» Recorded information
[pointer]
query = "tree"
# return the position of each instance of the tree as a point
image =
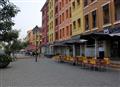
(7, 35)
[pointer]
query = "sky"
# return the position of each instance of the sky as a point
(29, 16)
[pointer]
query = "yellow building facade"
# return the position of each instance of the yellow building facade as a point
(77, 17)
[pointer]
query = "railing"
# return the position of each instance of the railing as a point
(84, 62)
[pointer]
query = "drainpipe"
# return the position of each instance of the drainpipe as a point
(96, 45)
(73, 50)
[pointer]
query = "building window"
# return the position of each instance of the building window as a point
(56, 9)
(70, 12)
(94, 19)
(60, 19)
(117, 9)
(92, 0)
(74, 25)
(66, 1)
(56, 22)
(85, 3)
(63, 32)
(67, 31)
(106, 14)
(62, 3)
(86, 22)
(70, 29)
(62, 16)
(78, 2)
(79, 22)
(66, 14)
(73, 5)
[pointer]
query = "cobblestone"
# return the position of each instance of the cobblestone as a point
(48, 73)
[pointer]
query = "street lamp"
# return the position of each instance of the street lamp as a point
(36, 54)
(36, 48)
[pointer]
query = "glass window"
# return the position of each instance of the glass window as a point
(94, 19)
(86, 22)
(106, 14)
(74, 25)
(73, 5)
(78, 2)
(117, 9)
(85, 3)
(79, 22)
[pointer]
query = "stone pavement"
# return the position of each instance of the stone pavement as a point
(48, 73)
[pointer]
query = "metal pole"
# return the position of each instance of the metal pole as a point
(36, 48)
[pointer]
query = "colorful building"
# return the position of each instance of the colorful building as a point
(44, 43)
(51, 26)
(37, 37)
(30, 37)
(101, 24)
(77, 17)
(84, 27)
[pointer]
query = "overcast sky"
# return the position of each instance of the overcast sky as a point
(30, 15)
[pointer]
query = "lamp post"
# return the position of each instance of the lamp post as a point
(36, 54)
(36, 48)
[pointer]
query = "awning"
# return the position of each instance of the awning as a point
(95, 35)
(30, 48)
(59, 43)
(115, 34)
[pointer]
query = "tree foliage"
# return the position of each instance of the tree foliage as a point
(7, 35)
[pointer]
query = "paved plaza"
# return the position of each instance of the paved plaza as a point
(48, 73)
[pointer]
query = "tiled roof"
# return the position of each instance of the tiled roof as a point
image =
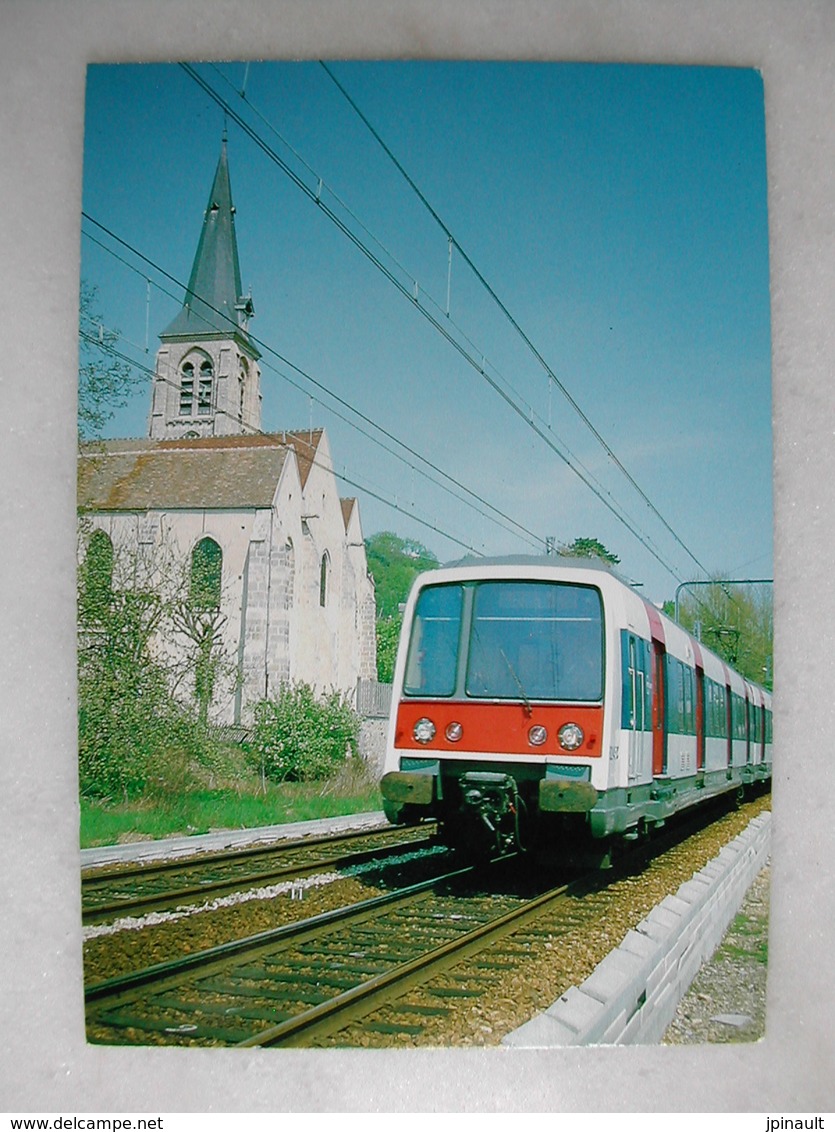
(213, 472)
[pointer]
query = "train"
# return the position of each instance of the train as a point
(542, 702)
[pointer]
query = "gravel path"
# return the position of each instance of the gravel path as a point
(726, 1000)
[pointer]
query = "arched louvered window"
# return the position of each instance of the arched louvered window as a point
(241, 388)
(187, 388)
(206, 572)
(204, 388)
(324, 571)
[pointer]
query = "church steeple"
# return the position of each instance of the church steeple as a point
(207, 382)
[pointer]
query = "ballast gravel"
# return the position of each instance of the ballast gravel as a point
(537, 976)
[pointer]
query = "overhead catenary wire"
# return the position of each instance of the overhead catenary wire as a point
(420, 296)
(523, 411)
(552, 377)
(373, 491)
(519, 529)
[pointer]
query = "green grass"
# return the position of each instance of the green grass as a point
(199, 811)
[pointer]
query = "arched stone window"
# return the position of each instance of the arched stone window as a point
(97, 574)
(241, 387)
(324, 571)
(206, 573)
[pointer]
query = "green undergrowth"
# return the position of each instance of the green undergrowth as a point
(248, 805)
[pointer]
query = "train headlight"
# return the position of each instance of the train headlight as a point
(570, 736)
(423, 730)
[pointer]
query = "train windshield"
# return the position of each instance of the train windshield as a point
(521, 641)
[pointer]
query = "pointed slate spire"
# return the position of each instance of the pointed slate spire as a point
(215, 306)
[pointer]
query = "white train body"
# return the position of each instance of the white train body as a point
(537, 697)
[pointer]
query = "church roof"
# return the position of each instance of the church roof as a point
(230, 472)
(214, 305)
(347, 509)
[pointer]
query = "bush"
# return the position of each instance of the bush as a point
(132, 737)
(298, 737)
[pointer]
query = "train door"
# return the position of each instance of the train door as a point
(659, 670)
(636, 720)
(699, 717)
(699, 666)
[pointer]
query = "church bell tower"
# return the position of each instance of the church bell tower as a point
(207, 379)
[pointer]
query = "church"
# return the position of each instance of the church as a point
(255, 516)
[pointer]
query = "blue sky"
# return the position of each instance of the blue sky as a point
(619, 213)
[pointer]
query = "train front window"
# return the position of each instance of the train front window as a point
(535, 641)
(433, 646)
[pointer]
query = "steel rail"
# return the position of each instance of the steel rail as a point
(161, 900)
(173, 969)
(95, 875)
(343, 1009)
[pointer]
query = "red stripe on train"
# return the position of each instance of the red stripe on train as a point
(500, 729)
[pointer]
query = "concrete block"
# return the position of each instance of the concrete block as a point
(613, 1030)
(542, 1031)
(638, 944)
(631, 996)
(695, 891)
(576, 1011)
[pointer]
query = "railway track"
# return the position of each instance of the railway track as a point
(425, 965)
(301, 983)
(111, 893)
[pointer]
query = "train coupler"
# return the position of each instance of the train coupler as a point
(492, 800)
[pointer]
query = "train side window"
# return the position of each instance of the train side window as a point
(635, 684)
(431, 666)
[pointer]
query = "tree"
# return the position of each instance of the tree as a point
(104, 380)
(141, 637)
(588, 548)
(737, 622)
(394, 563)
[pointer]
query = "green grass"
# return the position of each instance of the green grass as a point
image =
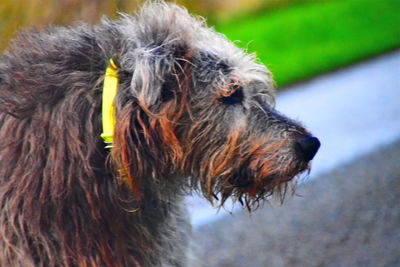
(302, 41)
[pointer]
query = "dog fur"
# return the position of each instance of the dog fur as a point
(193, 113)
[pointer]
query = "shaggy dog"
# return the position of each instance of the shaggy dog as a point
(192, 112)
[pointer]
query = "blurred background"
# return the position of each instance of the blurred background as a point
(337, 68)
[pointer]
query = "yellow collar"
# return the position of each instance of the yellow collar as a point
(110, 88)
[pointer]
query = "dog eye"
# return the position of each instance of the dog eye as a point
(236, 97)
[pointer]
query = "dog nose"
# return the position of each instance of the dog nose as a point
(308, 147)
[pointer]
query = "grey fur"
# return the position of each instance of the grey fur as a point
(62, 204)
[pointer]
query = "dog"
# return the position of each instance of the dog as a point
(188, 111)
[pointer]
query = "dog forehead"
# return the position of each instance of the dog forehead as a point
(215, 50)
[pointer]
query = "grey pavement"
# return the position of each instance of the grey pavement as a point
(348, 217)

» Description of the task
Quote the material in full and exactly; do not carry over its pictures.

» Task output
[pointer]
query = "tree"
# return the position of each instance of the tree as a point
image =
(7, 35)
[pointer]
query = "sky"
# return the position of each instance of the sky as a point
(29, 16)
[pointer]
query = "yellow building facade"
# return the position of each instance of the yellow building facade as a point
(77, 17)
[pointer]
query = "railing"
# return the position of each instance of the railing as a point
(84, 62)
[pointer]
query = "drainpipe"
# return the position of each instance of the drainpipe as a point
(96, 45)
(73, 50)
[pointer]
query = "building window"
# return the position of each instance of the building window as a point
(56, 9)
(70, 12)
(94, 19)
(60, 19)
(117, 9)
(92, 0)
(74, 25)
(66, 1)
(56, 22)
(85, 3)
(63, 32)
(67, 31)
(106, 14)
(62, 3)
(86, 22)
(70, 29)
(62, 16)
(78, 2)
(79, 22)
(66, 14)
(73, 5)
[pointer]
query = "cobblestone"
# return the position of each instance of the cobblestone as a point
(48, 73)
[pointer]
query = "street lamp"
# return the position of each instance of the street lamp as a point
(36, 54)
(36, 48)
[pointer]
query = "glass window"
# return the position of each instance of the glass window as a point
(94, 19)
(86, 22)
(106, 14)
(74, 25)
(73, 5)
(78, 2)
(117, 9)
(85, 3)
(79, 22)
[pointer]
query = "stone pavement"
# return the position of each instance of the stone pavement as a point
(48, 73)
[pointer]
query = "metal pole"
# return the position of each instance of the metal pole as a point
(36, 48)
[pointer]
query = "colorful building"
# return the position of each instance of the colorful building as a point
(44, 43)
(51, 26)
(37, 37)
(30, 37)
(101, 24)
(77, 17)
(84, 27)
[pointer]
query = "overcast sky"
# return the position of each instance of the overcast sky as a point
(30, 15)
[pointer]
query = "lamp post"
# return the position of each instance of the lamp post as a point
(36, 54)
(36, 48)
[pointer]
query = "awning"
# return the position of each instance of the awning as a point
(95, 35)
(30, 48)
(59, 43)
(115, 34)
[pointer]
query = "tree foliage"
# return the position of each instance of the tree foliage as a point
(7, 35)
[pointer]
query = "paved plaza"
# return the position of each instance of the paved plaza as a point
(48, 73)
[pointer]
query = "tiled roof"
# return the position of each instance of the tiled roof as a point
image =
(213, 472)
[pointer]
query = "train"
# return the position of each instance of the train as a point
(542, 702)
[pointer]
query = "gravel path"
# return the position of each instance of the gravel path as a point
(726, 1000)
[pointer]
query = "arched louvered window"
# return the position of each instance of the arched louvered window as a point
(241, 388)
(187, 388)
(206, 572)
(204, 388)
(324, 571)
[pointer]
query = "church steeple"
# return the position of each instance of the church steeple as a point
(207, 382)
[pointer]
query = "ballast gravel"
# return the position of each instance of the ballast gravel as a point
(537, 976)
[pointer]
query = "overhead catenary wire"
# return the position of each instance of the overhead catenary wire as a point
(420, 296)
(523, 411)
(552, 377)
(373, 491)
(519, 529)
[pointer]
query = "green grass"
# return the position of each instance of the green grass as a point
(199, 811)
[pointer]
query = "arched stone window"
# return the position of each instance of the arched stone window as a point
(97, 574)
(241, 387)
(324, 571)
(206, 573)
[pointer]
query = "green undergrowth"
# return the position of each instance of the green undergrowth as a point
(248, 805)
[pointer]
query = "train headlight"
# return the position of each instance of the train headlight as a point
(570, 736)
(423, 730)
[pointer]
query = "train windshield"
# return the position of each instance of the train windshield as a point
(521, 641)
[pointer]
query = "pointed slate spire"
# return the position of each instance of the pointed slate spire as a point
(215, 306)
[pointer]
query = "white train body"
# return the position of each instance of the white train body as a point
(537, 697)
[pointer]
query = "church roof"
# return the position of each instance of the church roof as a point
(230, 472)
(214, 305)
(347, 509)
[pointer]
query = "bush"
# return the position of each instance of the bush as a point
(132, 737)
(298, 737)
[pointer]
query = "train door"
# return the position of each instance of the train door as a point
(659, 670)
(636, 720)
(699, 717)
(699, 666)
[pointer]
query = "church bell tower"
# return the position of each instance of the church bell tower as a point
(207, 379)
[pointer]
query = "church"
# return the position of each instance of the church as a point
(255, 516)
[pointer]
query = "blue sky"
# return the position of each instance of the blue sky as a point
(619, 213)
[pointer]
query = "train front window"
# return the position of each instance of the train front window as a point
(535, 641)
(433, 646)
[pointer]
query = "steel rail"
# return the position of each instance of the steel rail as a point
(161, 900)
(173, 969)
(95, 875)
(343, 1009)
[pointer]
query = "red stripe on train"
# return the position of each instance of the red stripe on train as a point
(500, 729)
[pointer]
query = "concrete block"
# return the position of each instance of the concrete block as a point
(613, 1030)
(542, 1031)
(638, 944)
(631, 996)
(695, 891)
(576, 1011)
[pointer]
query = "railway track"
# return the position of each instance of the railway track as a point
(425, 965)
(301, 983)
(111, 893)
[pointer]
query = "train coupler"
# return the position of each instance of the train coupler as a point
(492, 800)
[pointer]
query = "train side window"
# return the position of each instance of the train side window as a point
(635, 684)
(431, 666)
[pointer]
query = "tree"
# return the position of each instance of the tree as a point
(104, 380)
(141, 637)
(588, 548)
(737, 622)
(394, 563)
[pointer]
query = "green grass"
# return the position of each instance of the green grass as a point
image =
(302, 41)
[pointer]
query = "dog fur"
# return the position of each instance of the dog fur as a point
(193, 113)
[pointer]
query = "shaggy dog"
# return the position of each instance of the shaggy dog as a point
(192, 112)
[pointer]
query = "blurred background"
# return the position of each instance of the blurred background as a point
(337, 68)
[pointer]
query = "yellow collar"
# return the position of each instance of the yellow collar as a point
(110, 88)
[pointer]
query = "dog eye"
# return the position of each instance of the dog eye as a point
(236, 97)
[pointer]
query = "dog nose"
# return the position of each instance of the dog nose as a point
(308, 147)
[pointer]
query = "grey fur"
# return the position of each instance of the grey fur as a point
(62, 204)
[pointer]
query = "dog"
# return the position of each instance of the dog as a point
(188, 111)
[pointer]
query = "dog forehead"
# return the position of each instance of the dog forehead as a point
(215, 50)
[pointer]
query = "grey pavement"
# return the position of each instance of the grey pavement as a point
(348, 217)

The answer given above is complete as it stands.